**Consigne A**
Transformez en tableau Markdown, s'il vous plaît, le passage des enregistrements allant de la ligne contenant "Point out every instance of the truck tire" jusqu'à celle contenant "(1026, 570)", ces deux lignes comprises. Utilisez une colonne « N° » pour le numéro de rang et une colonne « Ligne » pour la ligne elle-même.
### Texte extrait
Les 23, 24 et 25 juin se joueront les premières du spectacle de danse «Montréal-Marrakech», au Festival Montpellier Danse. Conçu par les chorégraphes Taoufiq Izeddiou et sa consœur Danièle Desnoyers, le spectacle se veut comme un pont de création entre les deux rives de l’Atlantique, sur un pied d’égalité.

Depuis leur rencontre à Marrakech lors du Festival «On Marche», les chorégraphes Danièle Desnoyers et Taoufiq Izeddiou ont entrepris un projet de collaboration artistique qui dépasse les frontières géographiques et culturelles. Travaillant d'égal à égal, ils ont uni leurs visions artistiques distinctes pour créer un langage commun et repousser les limites de la danse contemporaine. Leur pièce intitulée «Montréal-Marrakech», créée en plusieurs étapes depuis 2019, sera présentée en première mondiale lors du festival Montpellier Danse, les 23, 24 et 25 juin. Pour enrichir leur création, ils ont également fait appel au musicien Ben Shemie, leader du groupe Suuns, et au concepteur lumière Hugo Dalphond, qui ont apporté une contribution essentielle.
######
### Enregistrements associés
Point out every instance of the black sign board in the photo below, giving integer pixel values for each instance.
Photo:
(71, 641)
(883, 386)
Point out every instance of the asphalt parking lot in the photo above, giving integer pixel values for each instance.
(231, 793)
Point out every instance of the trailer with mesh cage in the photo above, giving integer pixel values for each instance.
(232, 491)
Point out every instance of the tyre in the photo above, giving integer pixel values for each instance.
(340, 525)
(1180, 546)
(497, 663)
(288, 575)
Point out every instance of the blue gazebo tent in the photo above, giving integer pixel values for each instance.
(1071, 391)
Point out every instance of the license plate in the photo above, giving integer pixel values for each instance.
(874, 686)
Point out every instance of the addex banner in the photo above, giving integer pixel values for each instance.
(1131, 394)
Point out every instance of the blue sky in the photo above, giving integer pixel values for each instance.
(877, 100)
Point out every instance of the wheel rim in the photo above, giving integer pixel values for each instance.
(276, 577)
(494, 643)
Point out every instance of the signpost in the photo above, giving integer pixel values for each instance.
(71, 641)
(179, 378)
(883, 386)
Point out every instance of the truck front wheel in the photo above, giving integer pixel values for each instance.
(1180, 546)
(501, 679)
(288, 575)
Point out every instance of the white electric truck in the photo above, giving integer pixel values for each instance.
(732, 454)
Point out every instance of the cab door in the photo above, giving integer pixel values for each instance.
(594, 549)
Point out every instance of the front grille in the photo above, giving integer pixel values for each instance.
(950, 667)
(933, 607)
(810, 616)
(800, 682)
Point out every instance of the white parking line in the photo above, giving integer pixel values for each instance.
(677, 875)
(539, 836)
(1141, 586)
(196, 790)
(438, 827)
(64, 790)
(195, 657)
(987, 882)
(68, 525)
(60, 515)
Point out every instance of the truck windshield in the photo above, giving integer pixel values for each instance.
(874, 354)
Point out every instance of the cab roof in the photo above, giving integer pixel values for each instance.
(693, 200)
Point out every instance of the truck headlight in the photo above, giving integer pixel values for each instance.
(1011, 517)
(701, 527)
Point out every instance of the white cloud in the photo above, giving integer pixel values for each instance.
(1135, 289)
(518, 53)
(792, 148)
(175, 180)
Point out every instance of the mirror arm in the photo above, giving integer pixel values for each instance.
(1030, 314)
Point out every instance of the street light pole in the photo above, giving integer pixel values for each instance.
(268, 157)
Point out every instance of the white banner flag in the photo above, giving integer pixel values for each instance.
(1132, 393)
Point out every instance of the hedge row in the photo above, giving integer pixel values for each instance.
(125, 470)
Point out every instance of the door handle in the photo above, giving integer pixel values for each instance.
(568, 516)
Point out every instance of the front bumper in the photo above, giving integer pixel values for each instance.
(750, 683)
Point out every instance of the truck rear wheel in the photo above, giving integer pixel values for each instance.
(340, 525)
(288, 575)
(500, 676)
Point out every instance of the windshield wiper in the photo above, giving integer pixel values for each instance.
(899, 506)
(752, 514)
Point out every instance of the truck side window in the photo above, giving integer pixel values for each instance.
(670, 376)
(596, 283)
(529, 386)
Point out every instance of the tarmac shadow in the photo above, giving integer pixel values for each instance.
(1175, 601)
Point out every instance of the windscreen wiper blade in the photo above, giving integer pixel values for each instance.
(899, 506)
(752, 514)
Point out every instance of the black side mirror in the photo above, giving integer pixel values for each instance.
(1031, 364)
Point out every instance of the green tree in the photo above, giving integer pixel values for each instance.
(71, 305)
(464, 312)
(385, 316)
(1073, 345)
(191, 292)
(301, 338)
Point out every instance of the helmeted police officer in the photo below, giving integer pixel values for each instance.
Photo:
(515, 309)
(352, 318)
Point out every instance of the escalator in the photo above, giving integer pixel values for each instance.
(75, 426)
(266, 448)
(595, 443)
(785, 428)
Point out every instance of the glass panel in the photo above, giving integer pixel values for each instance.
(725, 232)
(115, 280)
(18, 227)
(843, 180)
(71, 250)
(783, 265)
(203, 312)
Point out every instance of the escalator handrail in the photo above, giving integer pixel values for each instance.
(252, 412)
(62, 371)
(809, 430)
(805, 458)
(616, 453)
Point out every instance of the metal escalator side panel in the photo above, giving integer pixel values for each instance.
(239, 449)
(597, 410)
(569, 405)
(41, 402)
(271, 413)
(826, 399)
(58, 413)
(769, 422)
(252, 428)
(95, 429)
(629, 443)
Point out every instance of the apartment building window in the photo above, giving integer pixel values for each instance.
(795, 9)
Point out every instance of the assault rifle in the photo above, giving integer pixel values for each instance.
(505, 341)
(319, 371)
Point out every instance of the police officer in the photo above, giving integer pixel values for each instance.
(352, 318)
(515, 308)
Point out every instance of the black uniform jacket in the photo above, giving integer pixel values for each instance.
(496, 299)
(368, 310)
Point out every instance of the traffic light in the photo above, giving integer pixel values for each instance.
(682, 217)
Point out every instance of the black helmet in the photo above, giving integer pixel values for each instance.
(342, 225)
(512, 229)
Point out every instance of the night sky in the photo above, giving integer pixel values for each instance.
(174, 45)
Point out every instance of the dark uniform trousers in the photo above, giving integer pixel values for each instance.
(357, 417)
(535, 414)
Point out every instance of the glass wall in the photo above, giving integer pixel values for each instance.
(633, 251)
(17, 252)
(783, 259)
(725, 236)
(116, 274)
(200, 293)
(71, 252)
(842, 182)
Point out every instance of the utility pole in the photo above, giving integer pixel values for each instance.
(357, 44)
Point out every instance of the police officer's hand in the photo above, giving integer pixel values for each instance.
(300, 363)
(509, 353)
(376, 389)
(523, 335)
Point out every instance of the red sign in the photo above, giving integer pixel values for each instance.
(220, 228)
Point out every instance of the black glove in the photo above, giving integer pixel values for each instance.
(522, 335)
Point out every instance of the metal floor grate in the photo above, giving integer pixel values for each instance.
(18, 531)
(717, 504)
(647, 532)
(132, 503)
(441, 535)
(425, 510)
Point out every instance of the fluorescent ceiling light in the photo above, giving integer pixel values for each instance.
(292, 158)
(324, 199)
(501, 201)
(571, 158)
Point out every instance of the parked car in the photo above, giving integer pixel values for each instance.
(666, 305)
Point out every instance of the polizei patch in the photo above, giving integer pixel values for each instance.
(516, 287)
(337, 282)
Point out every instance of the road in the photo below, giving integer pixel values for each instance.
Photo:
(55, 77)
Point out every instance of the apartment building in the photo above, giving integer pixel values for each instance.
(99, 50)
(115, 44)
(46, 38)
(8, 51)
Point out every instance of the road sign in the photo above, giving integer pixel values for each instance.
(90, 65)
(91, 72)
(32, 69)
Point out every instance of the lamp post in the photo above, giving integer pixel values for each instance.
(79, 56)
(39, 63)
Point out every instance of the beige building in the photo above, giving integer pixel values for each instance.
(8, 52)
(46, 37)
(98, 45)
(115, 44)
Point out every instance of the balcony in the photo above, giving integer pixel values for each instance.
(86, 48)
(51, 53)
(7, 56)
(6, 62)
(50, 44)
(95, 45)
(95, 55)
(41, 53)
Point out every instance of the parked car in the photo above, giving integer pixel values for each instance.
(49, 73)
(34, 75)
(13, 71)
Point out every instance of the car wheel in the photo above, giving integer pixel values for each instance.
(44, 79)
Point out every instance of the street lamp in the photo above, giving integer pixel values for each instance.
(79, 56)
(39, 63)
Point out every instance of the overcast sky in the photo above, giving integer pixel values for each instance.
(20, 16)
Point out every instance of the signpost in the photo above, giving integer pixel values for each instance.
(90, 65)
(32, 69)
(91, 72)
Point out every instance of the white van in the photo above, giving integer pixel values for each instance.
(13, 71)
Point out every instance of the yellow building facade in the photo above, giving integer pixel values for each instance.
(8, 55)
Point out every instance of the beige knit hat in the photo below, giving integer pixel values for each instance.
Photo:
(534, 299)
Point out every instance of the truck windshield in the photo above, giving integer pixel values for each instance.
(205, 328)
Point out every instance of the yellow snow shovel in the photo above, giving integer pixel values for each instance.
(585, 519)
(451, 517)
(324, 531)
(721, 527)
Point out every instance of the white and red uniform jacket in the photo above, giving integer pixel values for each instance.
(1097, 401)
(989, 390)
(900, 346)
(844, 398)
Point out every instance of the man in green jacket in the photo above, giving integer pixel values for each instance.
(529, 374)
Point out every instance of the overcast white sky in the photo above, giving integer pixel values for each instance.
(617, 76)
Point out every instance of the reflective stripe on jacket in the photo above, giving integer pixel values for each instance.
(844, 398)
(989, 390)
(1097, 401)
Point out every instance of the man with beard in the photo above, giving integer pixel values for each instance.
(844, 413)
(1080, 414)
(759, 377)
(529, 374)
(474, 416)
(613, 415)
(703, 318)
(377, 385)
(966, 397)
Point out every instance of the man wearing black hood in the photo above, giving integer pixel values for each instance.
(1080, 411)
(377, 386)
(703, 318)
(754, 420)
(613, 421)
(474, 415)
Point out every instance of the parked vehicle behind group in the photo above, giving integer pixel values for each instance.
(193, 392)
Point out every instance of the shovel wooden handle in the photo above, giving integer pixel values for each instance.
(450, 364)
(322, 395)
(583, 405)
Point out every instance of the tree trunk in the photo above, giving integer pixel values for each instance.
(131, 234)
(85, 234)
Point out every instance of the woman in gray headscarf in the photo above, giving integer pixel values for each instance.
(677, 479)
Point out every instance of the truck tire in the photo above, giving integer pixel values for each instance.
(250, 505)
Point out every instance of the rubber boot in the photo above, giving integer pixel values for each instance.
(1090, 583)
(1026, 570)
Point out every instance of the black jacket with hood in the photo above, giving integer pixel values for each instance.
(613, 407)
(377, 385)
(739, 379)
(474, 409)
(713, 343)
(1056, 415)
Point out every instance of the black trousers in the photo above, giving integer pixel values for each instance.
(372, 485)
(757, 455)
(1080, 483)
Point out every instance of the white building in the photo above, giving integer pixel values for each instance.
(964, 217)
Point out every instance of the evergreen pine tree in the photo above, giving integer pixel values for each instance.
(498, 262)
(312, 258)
######
**Consigne B**
Poursuivez le texte sur la création « Montréal-Marrakech » à partir de sa dernière phrase.

**Réponse rédigée A**
| N° | Ligne |
|---|---|
| 1 | Point out every instance of the truck tire in the photo above, giving integer pixel values for each instance. |
| 2 | (250, 505) |
| 3 | Point out every instance of the rubber boot in the photo above, giving integer pixel values for each instance. |
| 4 | (1090, 583) |
| 5 | (1026, 570) |

**Réponse rédigée B**
Danièle Desnoyers, figure phare de la scène québécoise et directrice de la compagnie Le Carré des Lombes depuis 1989, est connue pour avoir le goût des pièces atypiques, mêlant danse, arts visuels et musique dans des configurations sophistiquées. De son côté, Taoufiq Izeddiou est un fervent défenseur de la danse contemporaine au Maroc. Il a fondé la compagnie Anania et créé le Festival de danse contemporaine «On Marche» à Marrakech. Depuis la fin des années 1990, il développe une pratique innovante, fusionnant tradition et modernité sur la scène chorégraphique internationale.

Travaillant dans deux régions du monde très différentes, ces deux chorégraphes ont ressenti le désir de confronter leurs approches de la danse et de pousser leurs écritures prospectives vers un objectif commun. C'est ainsi que le projet «Montréal-Marrakech» a pris forme, engageant le binôme dans un entre-deux expérimental inclassable, nourri par des questionnements à la fois artistiques et politiques, notamment sur le rapport à l'autre et au monde.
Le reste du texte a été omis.